## [Exercise objective]
Nothing but an exact reproduction of the records, pictures excluded, should be returned.

******

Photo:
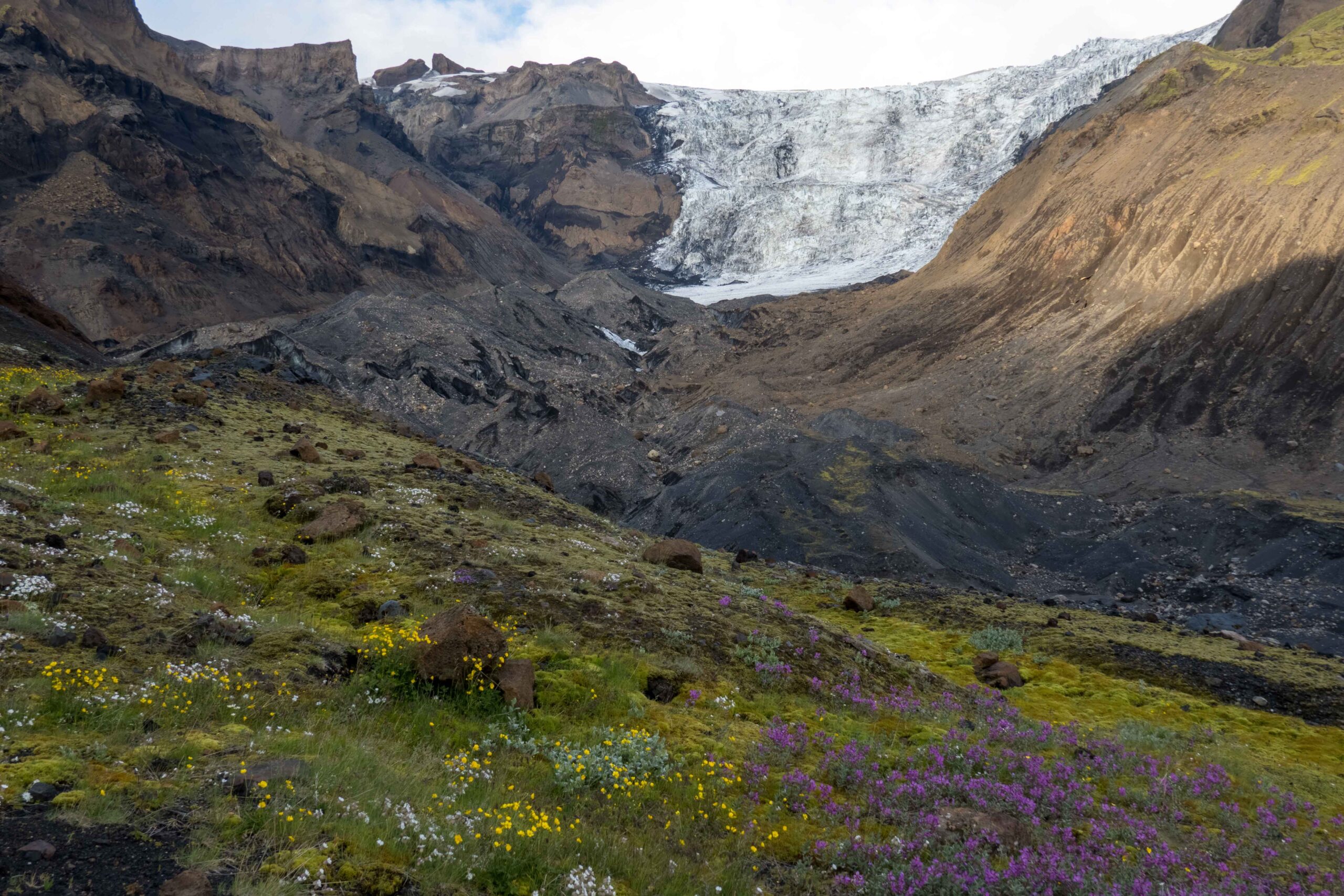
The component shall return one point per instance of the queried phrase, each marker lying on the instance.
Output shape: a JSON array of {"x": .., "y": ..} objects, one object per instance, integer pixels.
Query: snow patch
[
  {"x": 792, "y": 191},
  {"x": 624, "y": 343}
]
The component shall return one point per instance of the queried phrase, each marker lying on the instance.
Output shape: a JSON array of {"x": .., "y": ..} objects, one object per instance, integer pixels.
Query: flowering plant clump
[
  {"x": 1006, "y": 805},
  {"x": 623, "y": 760}
]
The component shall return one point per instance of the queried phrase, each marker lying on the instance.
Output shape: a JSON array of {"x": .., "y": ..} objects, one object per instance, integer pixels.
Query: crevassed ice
[{"x": 792, "y": 191}]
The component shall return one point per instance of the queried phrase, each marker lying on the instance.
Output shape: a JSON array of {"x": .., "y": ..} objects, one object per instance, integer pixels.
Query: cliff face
[
  {"x": 1155, "y": 292},
  {"x": 1263, "y": 23},
  {"x": 555, "y": 148},
  {"x": 154, "y": 186}
]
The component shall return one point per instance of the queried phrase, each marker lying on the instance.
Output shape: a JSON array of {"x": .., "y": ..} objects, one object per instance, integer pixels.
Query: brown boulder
[
  {"x": 517, "y": 681},
  {"x": 409, "y": 70},
  {"x": 426, "y": 461},
  {"x": 1004, "y": 829},
  {"x": 859, "y": 599},
  {"x": 338, "y": 520},
  {"x": 995, "y": 672},
  {"x": 675, "y": 554},
  {"x": 190, "y": 883},
  {"x": 469, "y": 465},
  {"x": 108, "y": 390},
  {"x": 445, "y": 66},
  {"x": 306, "y": 452},
  {"x": 42, "y": 400},
  {"x": 454, "y": 636}
]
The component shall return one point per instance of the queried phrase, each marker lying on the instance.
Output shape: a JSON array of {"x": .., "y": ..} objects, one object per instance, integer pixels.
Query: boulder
[
  {"x": 445, "y": 66},
  {"x": 306, "y": 452},
  {"x": 339, "y": 520},
  {"x": 1010, "y": 833},
  {"x": 469, "y": 465},
  {"x": 675, "y": 554},
  {"x": 392, "y": 610},
  {"x": 426, "y": 461},
  {"x": 108, "y": 390},
  {"x": 190, "y": 883},
  {"x": 409, "y": 70},
  {"x": 517, "y": 681},
  {"x": 42, "y": 400},
  {"x": 995, "y": 672},
  {"x": 456, "y": 635},
  {"x": 39, "y": 848},
  {"x": 859, "y": 599}
]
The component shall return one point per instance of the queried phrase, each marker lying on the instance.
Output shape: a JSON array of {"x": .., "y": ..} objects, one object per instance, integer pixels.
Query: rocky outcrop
[
  {"x": 182, "y": 187},
  {"x": 409, "y": 70},
  {"x": 554, "y": 148},
  {"x": 1263, "y": 23},
  {"x": 445, "y": 66},
  {"x": 1193, "y": 339}
]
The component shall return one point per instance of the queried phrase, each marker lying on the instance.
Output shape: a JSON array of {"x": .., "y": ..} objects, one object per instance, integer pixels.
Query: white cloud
[{"x": 710, "y": 44}]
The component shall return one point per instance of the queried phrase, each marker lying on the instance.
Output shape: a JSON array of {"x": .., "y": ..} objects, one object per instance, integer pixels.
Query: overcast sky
[{"x": 769, "y": 45}]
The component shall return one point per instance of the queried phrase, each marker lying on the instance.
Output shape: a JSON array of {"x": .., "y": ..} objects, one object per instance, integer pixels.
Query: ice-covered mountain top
[{"x": 800, "y": 190}]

******

## [Written answer]
Photo:
The component shall return one point per instance of the queried phrase, each marker lying on the instance.
Output shape: a JSON array of {"x": .., "y": ..} objects, one object per instance, integer pixels.
Query: snow patch
[
  {"x": 792, "y": 191},
  {"x": 624, "y": 343}
]
The component shall return one point per instance of the queried phrase, each marker lying on the instance.
Output shape: a JSON array of {"x": .., "y": ..} objects, one object per instance, integer pixels.
Query: flowering plant clump
[
  {"x": 1006, "y": 805},
  {"x": 623, "y": 760}
]
The component shall return one point per instance of the queried phrase, each marker lying on the instance.
Output shape: a JSON array of {"x": .., "y": ..} objects, one object per instance, integer pixels.
Query: crevassed ice
[{"x": 792, "y": 191}]
The component shall return one point per instance of the queried phrase, each marker lying on the instance.
Output shape: a JSON array of {"x": .., "y": ..} objects, one object per instance, integer pixels.
Query: cliff face
[
  {"x": 1155, "y": 292},
  {"x": 1263, "y": 23},
  {"x": 555, "y": 148},
  {"x": 154, "y": 186}
]
The component shall return one point per instance of the queried phrase, each marker lying on the instance.
Output shape: a JSON array of {"x": .., "y": ..} objects, one object per instance, integer pixels.
Query: brown boulder
[
  {"x": 517, "y": 681},
  {"x": 409, "y": 70},
  {"x": 426, "y": 461},
  {"x": 1004, "y": 829},
  {"x": 859, "y": 599},
  {"x": 338, "y": 520},
  {"x": 995, "y": 672},
  {"x": 675, "y": 554},
  {"x": 190, "y": 883},
  {"x": 469, "y": 465},
  {"x": 108, "y": 390},
  {"x": 445, "y": 66},
  {"x": 306, "y": 452},
  {"x": 42, "y": 400},
  {"x": 454, "y": 636}
]
The component shall return one point per instance of the queried phrase, each marker lying on the instance.
Output shape: a JSON array of {"x": .., "y": ..} objects, one object per instance, integer pixels.
Query: boulder
[
  {"x": 445, "y": 66},
  {"x": 306, "y": 452},
  {"x": 339, "y": 520},
  {"x": 1010, "y": 833},
  {"x": 469, "y": 465},
  {"x": 675, "y": 554},
  {"x": 392, "y": 610},
  {"x": 426, "y": 461},
  {"x": 108, "y": 390},
  {"x": 190, "y": 883},
  {"x": 409, "y": 70},
  {"x": 517, "y": 681},
  {"x": 42, "y": 400},
  {"x": 995, "y": 672},
  {"x": 456, "y": 635},
  {"x": 39, "y": 848},
  {"x": 859, "y": 599}
]
The component shall return one point per instance of the queried phrase, each marker lying on the instance.
Output shape: a JSON array of {"x": .., "y": ..} objects, one object per instance, integer pixels.
Query: rocky outcrop
[
  {"x": 182, "y": 187},
  {"x": 409, "y": 70},
  {"x": 554, "y": 148},
  {"x": 1263, "y": 23},
  {"x": 445, "y": 66},
  {"x": 1193, "y": 339}
]
The component shall return one point per instance of the queried phrase, each marker lying on the instance.
Output shape: a JSON array of {"x": .., "y": ..} objects, one object per instance, integer pixels.
Query: white cloud
[{"x": 710, "y": 44}]
The component shall return one point per instance of the queried phrase, each marker lying on the instance.
Output shape: a JSON array of {"x": .., "y": ..} objects, one object per instance, integer pixels.
Query: overcast sky
[{"x": 769, "y": 45}]
The component shall return one point per instance of the queried phrase, each marker lying on the instance.
Output shape: a JSON array of {"x": .., "y": ..} objects, one object per instance, integer pixels.
Query: ice-covered mountain top
[{"x": 800, "y": 190}]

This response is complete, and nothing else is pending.